Rewrite each of the items below as a JSON list of strings, one string per line, leaving out any blank lines.

▶ [ENTRIES SHOWN]:

»»

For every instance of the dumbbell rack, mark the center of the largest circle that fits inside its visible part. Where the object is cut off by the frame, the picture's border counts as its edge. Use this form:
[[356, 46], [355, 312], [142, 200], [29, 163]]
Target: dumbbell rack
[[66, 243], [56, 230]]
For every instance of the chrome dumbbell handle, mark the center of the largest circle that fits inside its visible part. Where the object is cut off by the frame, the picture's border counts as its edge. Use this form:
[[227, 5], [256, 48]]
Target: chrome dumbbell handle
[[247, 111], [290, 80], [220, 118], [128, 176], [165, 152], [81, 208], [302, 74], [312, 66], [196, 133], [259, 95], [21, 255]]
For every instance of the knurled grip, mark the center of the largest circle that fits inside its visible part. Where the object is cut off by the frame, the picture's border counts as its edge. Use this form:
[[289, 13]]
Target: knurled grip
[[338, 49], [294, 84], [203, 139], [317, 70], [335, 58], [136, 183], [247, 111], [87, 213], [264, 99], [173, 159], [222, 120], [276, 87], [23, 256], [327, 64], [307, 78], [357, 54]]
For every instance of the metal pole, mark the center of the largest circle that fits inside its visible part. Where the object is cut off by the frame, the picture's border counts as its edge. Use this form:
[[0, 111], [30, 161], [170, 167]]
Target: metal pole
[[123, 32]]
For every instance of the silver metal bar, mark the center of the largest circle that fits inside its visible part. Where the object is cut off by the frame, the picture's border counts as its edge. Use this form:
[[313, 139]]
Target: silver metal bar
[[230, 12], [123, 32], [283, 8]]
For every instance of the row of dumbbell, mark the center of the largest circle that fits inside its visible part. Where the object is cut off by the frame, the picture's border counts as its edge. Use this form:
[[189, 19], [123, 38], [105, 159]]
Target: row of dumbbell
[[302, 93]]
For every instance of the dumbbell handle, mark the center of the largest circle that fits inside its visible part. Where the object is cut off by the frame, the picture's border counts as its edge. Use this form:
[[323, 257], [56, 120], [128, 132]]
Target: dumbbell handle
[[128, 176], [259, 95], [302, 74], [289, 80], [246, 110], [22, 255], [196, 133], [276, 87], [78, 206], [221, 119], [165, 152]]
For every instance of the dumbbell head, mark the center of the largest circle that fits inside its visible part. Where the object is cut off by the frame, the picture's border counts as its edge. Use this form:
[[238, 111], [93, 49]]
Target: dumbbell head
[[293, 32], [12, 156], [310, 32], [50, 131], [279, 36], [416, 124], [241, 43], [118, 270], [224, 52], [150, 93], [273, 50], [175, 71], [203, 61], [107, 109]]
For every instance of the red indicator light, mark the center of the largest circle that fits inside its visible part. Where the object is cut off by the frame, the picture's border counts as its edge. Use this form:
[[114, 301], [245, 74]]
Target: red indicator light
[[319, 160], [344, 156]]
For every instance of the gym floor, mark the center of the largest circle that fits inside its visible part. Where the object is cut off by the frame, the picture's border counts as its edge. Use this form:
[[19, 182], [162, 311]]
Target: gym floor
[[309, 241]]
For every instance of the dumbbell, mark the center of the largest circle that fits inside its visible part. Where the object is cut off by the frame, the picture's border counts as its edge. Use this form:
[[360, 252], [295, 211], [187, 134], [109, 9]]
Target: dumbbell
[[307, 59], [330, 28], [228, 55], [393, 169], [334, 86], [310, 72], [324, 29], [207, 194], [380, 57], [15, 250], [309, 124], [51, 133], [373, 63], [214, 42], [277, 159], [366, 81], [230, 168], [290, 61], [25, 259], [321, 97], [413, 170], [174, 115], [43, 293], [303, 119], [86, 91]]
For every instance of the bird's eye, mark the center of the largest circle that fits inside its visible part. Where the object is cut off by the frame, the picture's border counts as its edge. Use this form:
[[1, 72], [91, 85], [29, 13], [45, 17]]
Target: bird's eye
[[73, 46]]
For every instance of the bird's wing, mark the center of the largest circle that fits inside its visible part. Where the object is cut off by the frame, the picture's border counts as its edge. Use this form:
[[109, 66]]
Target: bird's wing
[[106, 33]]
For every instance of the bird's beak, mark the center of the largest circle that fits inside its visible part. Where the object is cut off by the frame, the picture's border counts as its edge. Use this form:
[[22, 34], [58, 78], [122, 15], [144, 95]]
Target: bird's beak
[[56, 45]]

««

▶ [RESULT]:
[
  "For every instance of the dumbbell rack, mark the center of the largest circle that fits inside its visible part. Where the object is cut off by the frame, the picture's border counts as its edge. Use this form:",
  "[[356, 46], [355, 312], [142, 200], [29, 163]]",
  "Target: dumbbell rack",
  "[[66, 243], [56, 230]]",
  "For every instance of the chrome dumbbell handle, mark the center of the largest circle that fits inside its visible part. Where the object is cut off by the frame, the picture's border counts as its edge. Use this form:",
  "[[227, 5], [256, 48]]",
  "Target: chrome dumbbell handle",
  "[[247, 111], [290, 80], [220, 118], [128, 176], [165, 152], [81, 208], [302, 74], [312, 66], [196, 133], [259, 95], [21, 255]]",
  "For every instance of the knurled grip, mark the center of the largest circle that fits inside its visible part. Where the object is cut off by the frame, the picture's border counts as its edge. Use this form:",
  "[[289, 13]]",
  "Target: knurled grip",
  "[[338, 49], [294, 84], [203, 139], [317, 70], [335, 58], [136, 183], [247, 111], [87, 213], [264, 99], [173, 159], [222, 120], [276, 87], [23, 256], [327, 64], [307, 78], [357, 54]]",
  "For every instance of the metal pole, mark the center of the largest circle that fits inside its visible part. Where the object is cut off by the frame, the picture's border counts as its edge. Use this form:",
  "[[0, 111], [30, 161], [170, 167]]",
  "Target: metal pole",
  "[[123, 32]]",
  "For every instance of the silver metal bar, mark the center of the largest circle that fits inside its visible part. Where the object is cut off by the frame, the picture's border counts as its edge. Use this form:",
  "[[313, 139]]",
  "Target: silver metal bar",
  "[[230, 12], [123, 32], [283, 8]]",
  "For every instance of the row of dumbbell, mark the center of the largest circle that fits inside its visible part. Where the object is cut off by the frame, the picture's border counts as its edge. Use this form:",
  "[[189, 19], [123, 38], [105, 159]]",
  "Target: row of dumbbell",
  "[[302, 93]]",
  "For every instance of the dumbbell handle, mark the center of the largest circle that fits inside its visible part. Where the object is cut off by the frame, the picture's border counts as its edge. Use this form:",
  "[[323, 257], [56, 120], [128, 132]]",
  "Target: dumbbell handle",
  "[[128, 176], [259, 95], [302, 74], [289, 80], [246, 110], [22, 255], [196, 133], [276, 87], [78, 206], [221, 119], [165, 152]]",
  "For every instance of the dumbbell head, mark the center of the largest circle that fits inside its visible part. Where the object is cut off by the frame, the picture's border counts as its edge. Use this form:",
  "[[238, 111], [93, 49]]",
  "Target: dumbbell head",
  "[[293, 32], [12, 156], [310, 32], [50, 131], [279, 36], [416, 124], [241, 43], [118, 270], [224, 52], [150, 93], [273, 50], [175, 71], [203, 61], [107, 109]]",
  "For every instance of the red indicator light, mark the center of the largest circle that fits inside its visible part. Where the object is cut off by the frame, the picture's border counts as its edge. Use this form:",
  "[[114, 301], [245, 74]]",
  "Target: red indicator light",
  "[[319, 160], [344, 156]]",
  "For every instance of the gym floor, mark the center of the largest circle that fits inside its visible part. Where the object is cut off by the frame, the picture's border counts as its edge. Use this form:",
  "[[19, 182], [162, 311]]",
  "Target: gym floor",
  "[[309, 241]]",
  "For every instance of the dumbbell, mark the center of the largest circle that fits inside its visible part. Where the object is cut off by the frame, the picture's border counts as its edge. Use this form:",
  "[[360, 252], [295, 211], [187, 134], [109, 9]]",
  "Target: dumbbell",
  "[[307, 59], [330, 28], [228, 55], [393, 169], [334, 86], [310, 72], [324, 29], [207, 194], [380, 57], [15, 250], [309, 124], [51, 133], [373, 63], [214, 42], [277, 159], [366, 81], [230, 168], [290, 61], [25, 259], [321, 97], [413, 170], [174, 115], [43, 293], [303, 119], [86, 91]]",
  "For every instance of the bird's eye, mark the center of the largest circle that fits inside its visible part. Where the object is cut off by the frame, the picture's border counts as its edge. Use this form:",
  "[[1, 72], [91, 85], [29, 13], [45, 17]]",
  "Target: bird's eye",
  "[[73, 46]]",
  "For every instance of the bird's wing, mark the center of the largest circle that fits inside its visible part. Where the object is cut off by the frame, the picture's border counts as its edge. Use this form:",
  "[[109, 66]]",
  "Target: bird's wing",
  "[[106, 33]]",
  "For every instance of the bird's beak, mark the center of the largest circle that fits inside its visible part. Where the object is cut off by the frame, the picture's border counts as its edge. Use this form:",
  "[[22, 34], [58, 78], [122, 15], [144, 95]]",
  "Target: bird's beak",
  "[[56, 45]]"
]